■ Required work
Copy out every line of the listing in which "slab" appears.
═════ The input ═════
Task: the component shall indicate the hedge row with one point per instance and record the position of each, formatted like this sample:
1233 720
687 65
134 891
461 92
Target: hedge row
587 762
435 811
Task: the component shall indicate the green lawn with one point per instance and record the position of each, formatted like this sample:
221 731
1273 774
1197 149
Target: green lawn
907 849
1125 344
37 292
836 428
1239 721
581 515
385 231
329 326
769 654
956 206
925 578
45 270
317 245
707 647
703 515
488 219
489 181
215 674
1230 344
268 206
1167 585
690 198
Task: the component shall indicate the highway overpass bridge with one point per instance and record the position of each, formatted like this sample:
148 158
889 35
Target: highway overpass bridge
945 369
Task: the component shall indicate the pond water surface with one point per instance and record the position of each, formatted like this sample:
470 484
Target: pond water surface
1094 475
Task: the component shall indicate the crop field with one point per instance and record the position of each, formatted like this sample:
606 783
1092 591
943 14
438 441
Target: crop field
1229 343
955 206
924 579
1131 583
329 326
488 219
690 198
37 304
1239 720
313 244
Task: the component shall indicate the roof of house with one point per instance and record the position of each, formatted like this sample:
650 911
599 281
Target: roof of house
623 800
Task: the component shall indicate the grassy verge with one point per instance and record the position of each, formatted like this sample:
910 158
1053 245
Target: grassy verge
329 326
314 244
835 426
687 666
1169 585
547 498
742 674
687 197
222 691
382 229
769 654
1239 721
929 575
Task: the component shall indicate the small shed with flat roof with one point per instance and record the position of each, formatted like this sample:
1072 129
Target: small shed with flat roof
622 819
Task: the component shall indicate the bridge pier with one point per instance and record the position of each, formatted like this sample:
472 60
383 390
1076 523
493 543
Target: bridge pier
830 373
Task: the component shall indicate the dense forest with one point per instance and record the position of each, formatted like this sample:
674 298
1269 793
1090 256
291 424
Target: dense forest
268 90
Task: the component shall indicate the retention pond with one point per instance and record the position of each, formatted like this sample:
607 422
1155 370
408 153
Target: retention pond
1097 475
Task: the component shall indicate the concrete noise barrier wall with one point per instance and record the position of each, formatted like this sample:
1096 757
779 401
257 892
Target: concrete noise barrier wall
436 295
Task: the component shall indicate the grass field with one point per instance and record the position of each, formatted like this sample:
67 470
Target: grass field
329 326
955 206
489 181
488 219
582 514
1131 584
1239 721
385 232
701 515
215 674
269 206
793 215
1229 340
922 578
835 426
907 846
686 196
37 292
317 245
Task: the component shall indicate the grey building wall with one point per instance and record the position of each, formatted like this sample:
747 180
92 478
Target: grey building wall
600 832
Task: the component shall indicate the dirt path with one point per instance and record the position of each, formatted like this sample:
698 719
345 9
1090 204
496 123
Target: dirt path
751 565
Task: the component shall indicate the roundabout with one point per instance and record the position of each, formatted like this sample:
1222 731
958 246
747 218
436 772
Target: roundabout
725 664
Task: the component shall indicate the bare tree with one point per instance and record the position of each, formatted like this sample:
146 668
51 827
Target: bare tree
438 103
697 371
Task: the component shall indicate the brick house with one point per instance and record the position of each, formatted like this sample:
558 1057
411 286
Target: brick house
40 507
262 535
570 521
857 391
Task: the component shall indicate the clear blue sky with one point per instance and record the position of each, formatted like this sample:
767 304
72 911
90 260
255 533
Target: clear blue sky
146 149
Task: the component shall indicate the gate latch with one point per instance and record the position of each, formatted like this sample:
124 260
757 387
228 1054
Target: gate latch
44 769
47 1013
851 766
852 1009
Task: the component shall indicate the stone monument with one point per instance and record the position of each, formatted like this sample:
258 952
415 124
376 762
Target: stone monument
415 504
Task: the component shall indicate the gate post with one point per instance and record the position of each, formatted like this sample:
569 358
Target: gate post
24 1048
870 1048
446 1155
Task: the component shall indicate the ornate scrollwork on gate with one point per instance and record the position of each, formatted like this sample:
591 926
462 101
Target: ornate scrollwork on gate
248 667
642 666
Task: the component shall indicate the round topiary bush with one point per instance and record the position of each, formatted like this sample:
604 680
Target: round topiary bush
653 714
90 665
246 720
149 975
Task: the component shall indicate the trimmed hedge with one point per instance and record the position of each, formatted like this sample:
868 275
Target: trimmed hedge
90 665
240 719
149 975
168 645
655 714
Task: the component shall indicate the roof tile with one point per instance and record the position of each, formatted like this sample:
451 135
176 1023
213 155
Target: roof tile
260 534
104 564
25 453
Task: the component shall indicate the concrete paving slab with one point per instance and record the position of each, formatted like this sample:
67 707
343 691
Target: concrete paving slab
═════
■ Written response
Task: the component shall indicate the concrete paving slab with one point per instance and record the position of each, formatted like this sample:
Target: concrete paving slab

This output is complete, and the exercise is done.